EXERCISE DETAILS
Reproduce word for word the lines from the one containing "Where is the cascading" through the end of the records, leaving out any pictures.

[A run of records]

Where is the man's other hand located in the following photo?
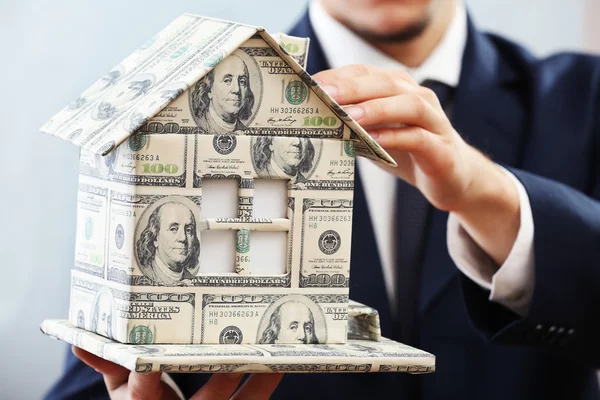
[72,346,283,400]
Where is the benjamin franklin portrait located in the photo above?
[136,200,200,286]
[258,295,325,344]
[190,53,258,134]
[252,136,315,184]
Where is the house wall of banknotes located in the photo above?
[42,14,393,344]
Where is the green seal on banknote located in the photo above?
[219,325,244,344]
[319,229,342,256]
[127,135,148,151]
[344,140,356,158]
[129,325,154,344]
[285,80,308,105]
[235,229,250,253]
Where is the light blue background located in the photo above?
[0,0,584,399]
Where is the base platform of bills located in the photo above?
[41,319,435,374]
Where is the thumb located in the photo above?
[71,346,130,392]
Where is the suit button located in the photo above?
[525,324,544,342]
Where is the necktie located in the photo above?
[393,81,453,344]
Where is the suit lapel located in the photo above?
[289,12,329,75]
[419,17,526,313]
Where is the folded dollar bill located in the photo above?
[41,319,435,374]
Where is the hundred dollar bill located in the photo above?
[141,37,351,139]
[300,198,353,287]
[107,190,202,286]
[79,134,188,187]
[273,33,310,69]
[348,300,381,341]
[41,319,435,374]
[194,135,354,191]
[74,182,109,277]
[69,273,198,344]
[201,294,348,344]
[103,190,294,287]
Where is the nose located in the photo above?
[294,329,306,343]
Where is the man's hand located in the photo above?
[314,65,520,265]
[72,346,283,400]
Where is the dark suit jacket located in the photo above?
[48,9,600,400]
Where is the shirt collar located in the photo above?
[308,0,467,87]
[154,255,183,283]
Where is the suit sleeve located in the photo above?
[462,165,600,367]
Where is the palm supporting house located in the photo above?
[42,14,394,344]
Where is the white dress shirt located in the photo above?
[309,0,534,315]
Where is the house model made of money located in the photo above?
[42,14,395,344]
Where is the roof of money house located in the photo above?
[40,14,396,166]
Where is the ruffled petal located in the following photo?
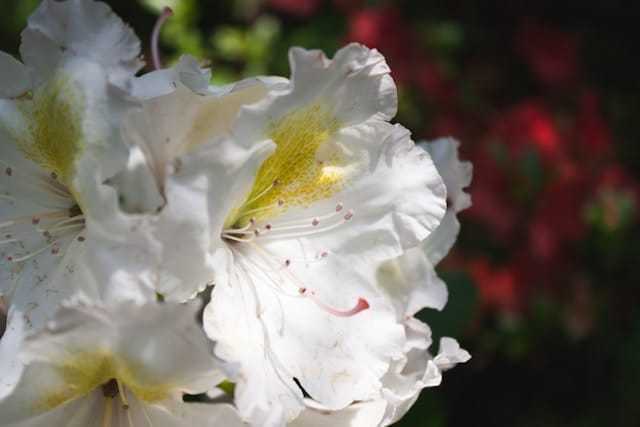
[20,0,142,87]
[204,252,403,425]
[0,297,224,424]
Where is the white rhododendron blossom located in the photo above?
[0,299,243,427]
[0,0,154,396]
[0,0,471,427]
[298,138,471,427]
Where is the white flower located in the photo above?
[204,45,444,425]
[123,45,445,425]
[0,299,243,427]
[0,0,148,396]
[314,138,471,427]
[115,56,286,301]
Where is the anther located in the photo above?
[151,7,173,70]
[298,288,369,317]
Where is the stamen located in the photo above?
[236,199,284,217]
[0,210,70,228]
[116,379,129,409]
[102,397,113,427]
[151,7,173,70]
[7,240,60,263]
[300,288,369,317]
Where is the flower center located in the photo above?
[225,105,348,228]
[0,167,85,263]
[14,77,85,191]
[38,352,171,414]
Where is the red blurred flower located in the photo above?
[469,259,519,312]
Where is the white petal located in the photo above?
[264,123,445,260]
[377,247,449,320]
[204,252,403,425]
[289,399,385,427]
[152,139,273,300]
[0,298,224,425]
[433,337,471,371]
[133,55,211,100]
[20,0,142,90]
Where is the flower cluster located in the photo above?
[0,0,471,427]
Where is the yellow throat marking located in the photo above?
[18,77,84,188]
[36,352,173,409]
[227,105,345,227]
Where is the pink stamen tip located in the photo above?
[300,294,369,317]
[151,6,173,70]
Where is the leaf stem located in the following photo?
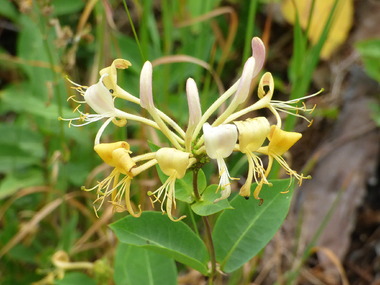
[193,168,216,285]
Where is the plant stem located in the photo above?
[193,168,216,285]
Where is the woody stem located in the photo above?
[193,168,216,285]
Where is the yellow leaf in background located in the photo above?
[281,0,353,59]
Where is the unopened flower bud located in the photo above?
[257,72,274,100]
[234,57,256,104]
[140,61,154,110]
[156,147,190,179]
[252,37,265,77]
[84,74,115,115]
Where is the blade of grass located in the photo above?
[123,0,146,62]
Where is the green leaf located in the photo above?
[52,0,85,16]
[54,272,96,285]
[191,185,232,216]
[213,179,293,273]
[110,212,209,275]
[0,168,45,200]
[175,169,207,204]
[114,243,177,285]
[0,0,18,21]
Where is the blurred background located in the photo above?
[0,0,380,285]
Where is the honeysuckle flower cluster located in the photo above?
[63,37,316,221]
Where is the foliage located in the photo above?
[0,0,344,285]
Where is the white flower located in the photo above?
[203,123,238,203]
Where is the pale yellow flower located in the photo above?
[203,123,238,203]
[148,147,194,222]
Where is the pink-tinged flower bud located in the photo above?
[252,37,265,77]
[140,61,154,110]
[234,57,256,104]
[186,78,202,129]
[84,74,115,115]
[257,72,274,100]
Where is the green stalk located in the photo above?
[193,168,216,280]
[123,0,146,61]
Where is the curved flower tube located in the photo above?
[148,147,192,222]
[82,141,141,217]
[203,123,238,203]
[234,117,270,200]
[257,125,311,185]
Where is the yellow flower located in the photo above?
[99,58,132,97]
[148,147,193,222]
[83,141,141,217]
[258,125,310,185]
[234,117,270,199]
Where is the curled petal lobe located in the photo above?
[268,126,302,155]
[99,58,132,90]
[112,148,136,174]
[94,141,130,167]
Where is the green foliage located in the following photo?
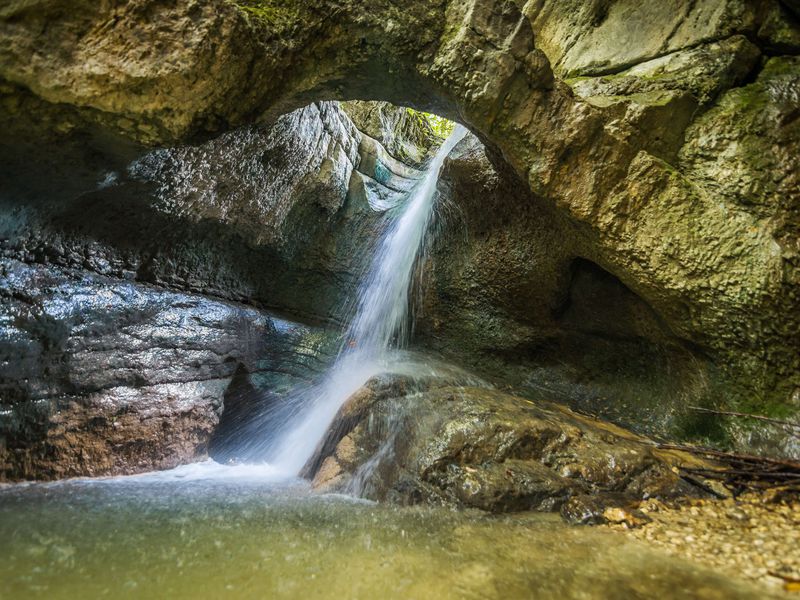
[406,108,456,139]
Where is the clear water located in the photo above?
[260,125,466,474]
[0,474,766,600]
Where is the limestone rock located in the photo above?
[0,261,330,480]
[306,377,701,512]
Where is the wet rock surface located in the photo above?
[609,491,800,597]
[304,377,704,510]
[0,101,434,321]
[0,0,800,468]
[0,261,335,480]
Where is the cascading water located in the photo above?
[268,125,466,475]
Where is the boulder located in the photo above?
[304,376,705,512]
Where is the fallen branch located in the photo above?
[658,444,800,495]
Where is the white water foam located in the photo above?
[269,125,466,474]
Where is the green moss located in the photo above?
[406,108,456,138]
[231,0,303,29]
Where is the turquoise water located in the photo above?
[0,471,764,599]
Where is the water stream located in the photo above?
[0,474,769,600]
[256,125,466,475]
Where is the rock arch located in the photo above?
[0,0,800,450]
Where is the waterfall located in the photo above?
[268,125,466,475]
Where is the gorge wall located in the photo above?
[0,0,800,478]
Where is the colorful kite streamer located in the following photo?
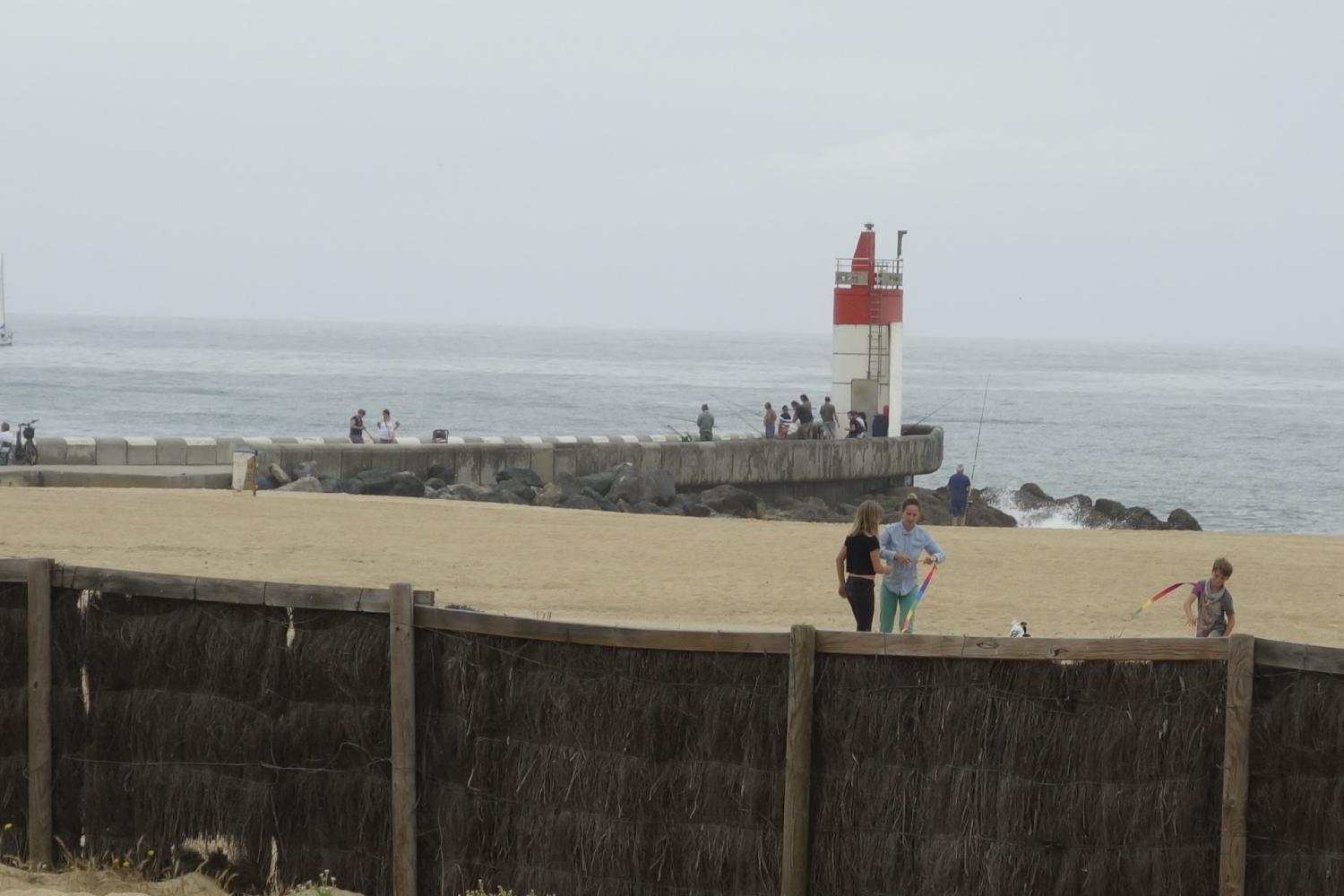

EXERCISE ANSWER
Where is the cascading water located in the photo above?
[268,125,466,475]
Where is the boulder located in the photo above?
[304,376,705,512]
Where is the fallen branch located in the photo above?
[658,444,800,495]
Where is the white water foam located in the photo above?
[269,125,466,474]
Where is the green moss located in the photo above?
[406,108,456,138]
[231,0,303,29]
Where is the turquoise water located in the photo above?
[0,471,764,599]
Where is the water stream located in the photo above?
[0,474,769,600]
[256,125,466,475]
Where is the rock arch located in the photo above?
[0,0,800,450]
Where is the waterfall located in the photo above?
[268,125,466,475]
Where is the gorge wall located in the photo above?
[0,0,800,478]
Where is the colorful kite streamer located in the following photo?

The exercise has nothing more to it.